INSTRUCTION 1: According to the bug report, which tool was used to test the queries that ran a long time without results?
INSTRUCTION 2: Gather every line of the listing that contains the string "windshield". Case matters.

ARTICLE:
---*---

Bug #112103 The query takes too long to execute with no results
Submitted: 18 Aug 2023 2:02 Modified: 18 Aug 2023 13:03
Reporter: Sakurajima Mai Email Updates:
Status: Can't repeat Impact on me:
None 
Category:MySQL Server: Data Types Severity:S3 (Non-critical)
Version: OS:Any
Assigned to: CPU Architecture:Any

[18 Aug 2023 2:02] Sakurajima Mai
Description:
The tpc-ds tool was used to test the 26th and 47th queries with long execution times and no results

create database test DEFAULT CHARSET utf8 COLLATE utf8_general_ci;

./dsdgen -DIR /tmp/tpcds_data -SCALE 1 -TERMINATE N, tpcds.sql

set sql_mode =‘NO_AUTO_CREATE_USER,NO_ENGINE_SUBSTITUTION’;

load data infile ‘/tmp/tpcds_data/web_site.dat’ into table web_site fields terminated by ‘|’ lines terminated by ‘\n’;

select 
  cd_gender,
  cd_marital_status,
  cd_education_status,
  count(*) cnt1,
  cd_purchase_estimate,
  count(*) cnt2,
  cd_credit_rating,
  count(*) cnt3,
  cd_dep_count,
  count(*) cnt4,
  cd_dep_employed_count,
  count(*) cnt5,
  cd_dep_college_count,
  count(*) cnt6
 from
  customer c,customer_address ca,customer_demographics
 where
  c.c_current_addr_sk = ca.ca_address_sk and
  ca_county in ('Clinton County','Platte County','Franklin County','Louisa County','Harmon County') and
  cd_demo_sk = c.c_current_cdemo_sk and 
  exists (select *
          from store_sales,date_dim
          where c.c_customer_sk = ss_customer_sk and
                ss_sold_date_sk = d_date_sk and
                d_year = 2002 and
                d_moy between 3 and 3+3) and
   (exists (select *
            from web_sales,date_dim
            where c.c_customer_sk = ws_bill_customer_sk and
                  ws_sold_date_sk = d_date_sk and
                  d_year = 2002 and
                  d_moy between 3 ANd 3+3) or 
    exists (select * 
            from catalog_sales,date_dim
            where c.c_customer_sk = cs_ship_customer_sk and
                  cs_sold_date_sk = d_date_sk and
                  d_year = 2002 and
                  d_moy between 3 and 3+3))

---*---

EXTRACTED DATA:
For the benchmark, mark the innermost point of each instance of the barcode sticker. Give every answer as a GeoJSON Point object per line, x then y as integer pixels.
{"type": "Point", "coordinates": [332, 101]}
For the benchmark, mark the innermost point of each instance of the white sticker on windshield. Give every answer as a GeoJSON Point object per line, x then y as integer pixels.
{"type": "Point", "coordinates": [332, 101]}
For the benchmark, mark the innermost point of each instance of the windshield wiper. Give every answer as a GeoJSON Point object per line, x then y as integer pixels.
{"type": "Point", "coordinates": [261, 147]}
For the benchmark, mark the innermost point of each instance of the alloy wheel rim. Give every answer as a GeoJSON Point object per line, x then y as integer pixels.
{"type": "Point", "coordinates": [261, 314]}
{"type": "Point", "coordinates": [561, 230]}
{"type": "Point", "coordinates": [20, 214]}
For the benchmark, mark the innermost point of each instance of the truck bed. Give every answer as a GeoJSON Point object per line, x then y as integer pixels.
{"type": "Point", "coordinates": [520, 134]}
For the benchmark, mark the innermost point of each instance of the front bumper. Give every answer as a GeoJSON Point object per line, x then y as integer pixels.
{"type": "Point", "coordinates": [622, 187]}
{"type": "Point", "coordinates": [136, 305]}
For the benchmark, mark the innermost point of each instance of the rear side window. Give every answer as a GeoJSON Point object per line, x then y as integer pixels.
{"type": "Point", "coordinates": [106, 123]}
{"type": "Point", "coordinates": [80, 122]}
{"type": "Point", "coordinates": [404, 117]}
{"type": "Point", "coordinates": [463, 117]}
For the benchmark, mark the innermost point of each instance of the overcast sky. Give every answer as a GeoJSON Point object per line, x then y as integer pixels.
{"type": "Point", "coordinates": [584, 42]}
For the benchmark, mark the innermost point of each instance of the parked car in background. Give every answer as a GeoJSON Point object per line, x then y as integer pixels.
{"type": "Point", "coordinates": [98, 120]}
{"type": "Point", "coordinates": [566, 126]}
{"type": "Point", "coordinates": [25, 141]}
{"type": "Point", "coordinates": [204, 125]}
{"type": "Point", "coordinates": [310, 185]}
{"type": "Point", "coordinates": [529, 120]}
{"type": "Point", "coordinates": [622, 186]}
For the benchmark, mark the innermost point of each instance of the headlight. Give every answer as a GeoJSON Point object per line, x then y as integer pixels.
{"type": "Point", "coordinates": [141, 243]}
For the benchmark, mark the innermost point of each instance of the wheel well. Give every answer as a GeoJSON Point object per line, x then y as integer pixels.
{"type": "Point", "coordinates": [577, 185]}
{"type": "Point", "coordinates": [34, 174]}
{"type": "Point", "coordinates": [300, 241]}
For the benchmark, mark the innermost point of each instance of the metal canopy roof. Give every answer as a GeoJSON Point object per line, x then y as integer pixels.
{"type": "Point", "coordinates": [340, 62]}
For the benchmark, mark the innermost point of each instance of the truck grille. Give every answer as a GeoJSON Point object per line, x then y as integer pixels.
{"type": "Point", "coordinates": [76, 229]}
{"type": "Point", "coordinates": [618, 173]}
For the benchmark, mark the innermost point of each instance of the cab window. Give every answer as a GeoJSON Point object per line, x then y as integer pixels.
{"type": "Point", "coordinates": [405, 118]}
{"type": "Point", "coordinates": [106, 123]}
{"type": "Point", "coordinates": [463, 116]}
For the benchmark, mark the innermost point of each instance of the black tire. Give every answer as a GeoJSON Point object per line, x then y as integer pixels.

---*---

EXERCISE SOLUTION 1: The tpc-ds tool.

EXERCISE SOLUTION 2:
For the benchmark, mark the innermost point of each instance of the white sticker on windshield. Give every answer as a GeoJSON Point object per line, x then y as integer pixels.
For the benchmark, mark the innermost point of each instance of the windshield wiper. Give every answer as a GeoJSON Point object per line, x then y as integer pixels.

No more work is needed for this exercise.